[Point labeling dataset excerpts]
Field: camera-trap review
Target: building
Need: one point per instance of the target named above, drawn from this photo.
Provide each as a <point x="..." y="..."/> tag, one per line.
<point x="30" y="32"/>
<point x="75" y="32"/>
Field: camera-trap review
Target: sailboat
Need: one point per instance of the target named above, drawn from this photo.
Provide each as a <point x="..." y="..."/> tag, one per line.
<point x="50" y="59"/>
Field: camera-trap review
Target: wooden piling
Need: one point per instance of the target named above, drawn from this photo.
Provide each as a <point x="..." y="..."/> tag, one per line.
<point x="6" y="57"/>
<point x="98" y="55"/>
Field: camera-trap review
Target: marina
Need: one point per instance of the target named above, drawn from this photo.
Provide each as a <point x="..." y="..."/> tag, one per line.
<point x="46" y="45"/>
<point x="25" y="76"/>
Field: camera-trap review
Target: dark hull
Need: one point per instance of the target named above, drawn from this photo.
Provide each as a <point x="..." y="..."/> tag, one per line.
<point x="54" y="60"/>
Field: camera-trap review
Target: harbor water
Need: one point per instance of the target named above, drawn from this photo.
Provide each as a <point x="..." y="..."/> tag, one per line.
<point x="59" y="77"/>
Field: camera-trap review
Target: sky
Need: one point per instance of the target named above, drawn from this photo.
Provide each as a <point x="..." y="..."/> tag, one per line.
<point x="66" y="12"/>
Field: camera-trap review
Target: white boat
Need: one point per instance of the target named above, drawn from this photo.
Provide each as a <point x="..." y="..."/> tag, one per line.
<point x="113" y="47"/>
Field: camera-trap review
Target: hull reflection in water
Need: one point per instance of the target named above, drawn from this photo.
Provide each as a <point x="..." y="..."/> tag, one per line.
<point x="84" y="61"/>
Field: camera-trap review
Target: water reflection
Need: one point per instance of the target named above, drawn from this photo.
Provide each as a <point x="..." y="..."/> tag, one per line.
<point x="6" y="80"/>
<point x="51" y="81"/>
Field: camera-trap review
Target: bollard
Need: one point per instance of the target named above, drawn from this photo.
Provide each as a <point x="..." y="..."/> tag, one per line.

*Your goal*
Retype every entry word for word.

*Answer to this task*
Field: camera-trap review
Target: building
Need: one point per instance of the target named above, drawn from this photo.
Provide each as a <point x="..." y="..."/> tag, one per line.
<point x="30" y="32"/>
<point x="75" y="32"/>
Field: camera-trap review
Target: sailboat
Need: one point per instance of the target named above, drawn from this photo.
Provide each as a <point x="..." y="..."/> tag, one per line.
<point x="50" y="59"/>
Field: camera-trap review
Target: wooden piling
Need: one point per instance of the target named above, drawn from this photo.
Provide each as a <point x="..." y="..."/> tag, one per line.
<point x="6" y="57"/>
<point x="98" y="55"/>
Field: camera-trap review
Target: marina
Need: one point per instance of the target named above, drawn from this photo.
Provide each as a <point x="..." y="..."/> tag, one per line.
<point x="46" y="45"/>
<point x="25" y="76"/>
Field: camera-trap review
Target: dark hull
Need: one point per instance of the target named above, drawn from this photo.
Provide each as a <point x="..." y="..."/> tag, one per line.
<point x="54" y="60"/>
Field: camera-trap review
Target: harbor water
Need: one point per instance of the target named above, drawn from this photo.
Provide each as a <point x="..." y="..."/> tag, one per line.
<point x="59" y="77"/>
Field: camera-trap review
Target: sky
Need: one point per instance of the target named above, drawn from this photo.
Provide each as a <point x="..." y="..."/> tag, one per line.
<point x="66" y="12"/>
Field: camera-trap review
Target: white boat
Need: one point per instance of the target named above, drawn from this photo.
Provide each as a <point x="..." y="..."/> tag, one per line.
<point x="113" y="47"/>
Field: camera-trap review
Target: hull reflection in water
Need: one point per instance of the target named above, drawn from this photo.
Provide each as a <point x="..." y="..."/> tag, one per line.
<point x="84" y="61"/>
Field: camera-trap review
Target: water reflection
Need: one point per instance of the target named above, drawn from this photo.
Provide each as a <point x="..." y="..."/> tag, one per line.
<point x="6" y="80"/>
<point x="51" y="81"/>
Field: camera-trap review
Target: bollard
Need: one point per instance of the target named above, drawn from this photo.
Provide each as a <point x="..." y="..."/> tag, one per line.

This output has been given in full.